#### [EXERCISE]
Retype the entries below word for word, leaving none out.

#### [RECORDED DATA]
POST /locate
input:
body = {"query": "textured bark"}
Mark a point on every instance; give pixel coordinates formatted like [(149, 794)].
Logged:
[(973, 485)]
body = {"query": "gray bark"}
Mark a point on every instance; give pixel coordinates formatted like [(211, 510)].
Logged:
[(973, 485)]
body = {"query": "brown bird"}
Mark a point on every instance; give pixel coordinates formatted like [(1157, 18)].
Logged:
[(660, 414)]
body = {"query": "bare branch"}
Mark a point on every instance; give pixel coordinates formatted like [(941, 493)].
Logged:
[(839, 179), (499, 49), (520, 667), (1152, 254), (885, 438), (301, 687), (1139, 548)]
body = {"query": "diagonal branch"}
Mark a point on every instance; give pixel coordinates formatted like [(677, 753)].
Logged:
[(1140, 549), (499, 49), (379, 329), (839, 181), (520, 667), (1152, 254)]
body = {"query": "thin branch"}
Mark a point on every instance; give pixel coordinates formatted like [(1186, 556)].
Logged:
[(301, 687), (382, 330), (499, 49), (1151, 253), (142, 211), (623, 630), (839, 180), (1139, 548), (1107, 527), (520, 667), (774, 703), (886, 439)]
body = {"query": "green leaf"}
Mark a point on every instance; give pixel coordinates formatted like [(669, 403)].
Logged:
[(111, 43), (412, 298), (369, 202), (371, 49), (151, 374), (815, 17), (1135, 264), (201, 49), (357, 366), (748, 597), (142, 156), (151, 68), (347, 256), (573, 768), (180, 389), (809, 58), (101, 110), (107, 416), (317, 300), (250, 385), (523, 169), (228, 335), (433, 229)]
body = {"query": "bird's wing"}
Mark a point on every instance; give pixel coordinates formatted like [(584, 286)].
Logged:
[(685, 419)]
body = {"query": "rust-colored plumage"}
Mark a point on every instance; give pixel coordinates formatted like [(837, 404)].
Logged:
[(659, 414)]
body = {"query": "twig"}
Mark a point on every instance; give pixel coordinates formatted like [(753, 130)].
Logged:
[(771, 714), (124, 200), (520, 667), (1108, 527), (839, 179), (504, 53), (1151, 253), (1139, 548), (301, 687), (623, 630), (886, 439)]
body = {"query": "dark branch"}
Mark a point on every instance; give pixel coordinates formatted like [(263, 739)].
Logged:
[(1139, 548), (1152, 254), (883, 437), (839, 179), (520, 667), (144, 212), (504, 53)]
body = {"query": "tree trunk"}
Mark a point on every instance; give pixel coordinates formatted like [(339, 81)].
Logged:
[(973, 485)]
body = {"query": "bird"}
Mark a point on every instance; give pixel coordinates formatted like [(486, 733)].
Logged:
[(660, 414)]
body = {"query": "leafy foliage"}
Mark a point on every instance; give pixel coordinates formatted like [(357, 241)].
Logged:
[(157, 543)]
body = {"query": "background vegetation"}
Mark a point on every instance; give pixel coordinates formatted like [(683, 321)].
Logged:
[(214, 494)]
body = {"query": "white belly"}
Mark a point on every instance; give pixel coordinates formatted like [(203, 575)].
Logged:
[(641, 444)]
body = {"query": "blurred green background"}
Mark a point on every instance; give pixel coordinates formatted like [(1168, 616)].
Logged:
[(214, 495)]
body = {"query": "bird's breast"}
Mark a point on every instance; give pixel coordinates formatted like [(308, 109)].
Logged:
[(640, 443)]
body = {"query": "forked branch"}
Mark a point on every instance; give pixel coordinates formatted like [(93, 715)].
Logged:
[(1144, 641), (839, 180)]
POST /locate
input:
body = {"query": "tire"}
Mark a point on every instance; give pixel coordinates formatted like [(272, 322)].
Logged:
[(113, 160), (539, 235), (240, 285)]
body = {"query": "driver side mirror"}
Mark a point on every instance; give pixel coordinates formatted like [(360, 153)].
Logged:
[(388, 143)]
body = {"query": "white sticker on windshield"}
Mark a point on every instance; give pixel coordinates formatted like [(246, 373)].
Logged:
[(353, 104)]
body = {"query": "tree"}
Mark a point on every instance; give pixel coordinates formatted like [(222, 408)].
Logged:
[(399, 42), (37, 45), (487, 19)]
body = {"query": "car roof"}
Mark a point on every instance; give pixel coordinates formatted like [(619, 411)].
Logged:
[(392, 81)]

#### [SOLUTION FOR THIS EXERCISE]
POST /locate
input:
body = {"query": "textured bark"}
Mark a point on every instance; give pixel coordinates formatted like [(149, 794)].
Logged:
[(973, 485)]
body = {"query": "gray bark"}
Mark a point on every instance; give pixel coordinates formatted like [(211, 510)].
Logged:
[(973, 485)]
body = {"query": "brown bird"}
Mark a point on every instance; give pixel coordinates formatted like [(1157, 18)].
Logged:
[(660, 414)]
body = {"query": "bare branch"}
Mark a point on every instance; give pixel coordinates formatted like [(941, 493)].
Logged:
[(839, 179), (499, 49), (520, 667), (1152, 254), (885, 438), (301, 687), (1139, 548)]
body = {"query": "diagonal branch"}
Mark a point on every instance; give pixel coordinates formatted like [(677, 753)].
Logged:
[(1140, 549), (499, 49), (379, 329), (839, 181), (520, 667), (1152, 254)]
body = {"query": "thin branch"}
Mark a point on every instance; give pixel coordinates formatted like [(1186, 556)].
Logged:
[(301, 687), (382, 330), (499, 49), (1151, 253), (142, 211), (623, 630), (839, 180), (1139, 548), (1107, 527), (520, 667), (774, 703), (886, 439)]
body = {"query": "green leaf"}
Mark a point on every instance; give pixel coordinates formatted like [(669, 403)].
Logged:
[(111, 43), (412, 298), (369, 202), (371, 49), (151, 374), (815, 17), (1135, 264), (201, 49), (357, 366), (748, 597), (142, 156), (151, 68), (347, 256), (573, 768), (180, 389), (809, 58), (101, 110), (107, 416), (317, 300), (250, 385), (523, 169), (228, 335), (433, 229)]
body = {"query": "bird's wing"}
Mark a point on every instance; give pixel coordinates formatted like [(584, 286)].
Logged:
[(685, 419)]
body = {"query": "rust-colored plumage"}
Mark a point on every instance; give pixel coordinates formatted like [(837, 404)].
Logged:
[(659, 414)]
body = {"query": "twig"}
Mark a point on every instance; give pixel coordinates formatted like [(753, 130)].
Logged:
[(771, 714), (124, 200), (520, 667), (1108, 527), (839, 179), (504, 53), (1151, 253), (1139, 548), (301, 687), (623, 630), (886, 439)]
body = {"query": "dark branch"}
Mark a point on every instance; give pixel coordinates formatted like [(263, 739)].
Logged:
[(1139, 548), (1152, 254), (883, 437), (839, 179), (520, 667), (144, 212), (504, 53)]
body = {"query": "tree trunk"}
Mark a point on every instance; give pixel coordinates formatted like [(339, 81)].
Logged:
[(973, 485)]
body = {"query": "bird"}
Mark a point on every instance; give pixel coordinates formatted like [(486, 733)].
Logged:
[(660, 414)]
body = {"query": "leafy foliage"}
Mark a point on every instance; give pixel coordinates formatted like [(357, 241)].
Logged:
[(157, 543)]
body = {"query": "background vegetation"}
Mark a point on every instance; give pixel coordinates formatted like [(683, 321)].
Logged:
[(214, 494)]
body = {"query": "white belly"}
Mark a point on every instance; give pixel coordinates formatted like [(203, 575)].
Logged:
[(641, 444)]
body = {"query": "blurred green background"}
Mark a point on every instance; give pixel coordinates formatted like [(1168, 616)].
Logged:
[(214, 495)]
body = {"query": "bird's breast"}
Mark a point on every instance; give pixel coordinates formatted like [(308, 109)].
Logged:
[(640, 443)]
body = {"query": "forked branch"}
Mark a point on every instance; give pixel coordinates formatted like [(93, 715)].
Logged:
[(1144, 641), (839, 180)]
POST /locate
input:
body = {"query": "tire"}
Mark a point on every instance; give pixel coordinates formatted like [(272, 322)].
Logged:
[(113, 160), (539, 235), (240, 285)]
body = {"query": "driver side mirror"}
Mark a point on every instance; give pixel coordinates formatted like [(360, 153)].
Logged:
[(388, 143)]
body = {"query": "white sticker on windshield"}
Mark a point on every instance; give pixel coordinates formatted like [(246, 373)].
Logged:
[(353, 104)]
body = {"query": "tree"}
Mark a point on every instance; give pixel coordinates formatted like [(222, 408)].
Logged:
[(399, 42), (37, 45), (487, 19)]
body = {"query": "car roof"}
Mark a point on every instance; give pixel coordinates formatted like [(619, 411)].
Logged:
[(392, 81)]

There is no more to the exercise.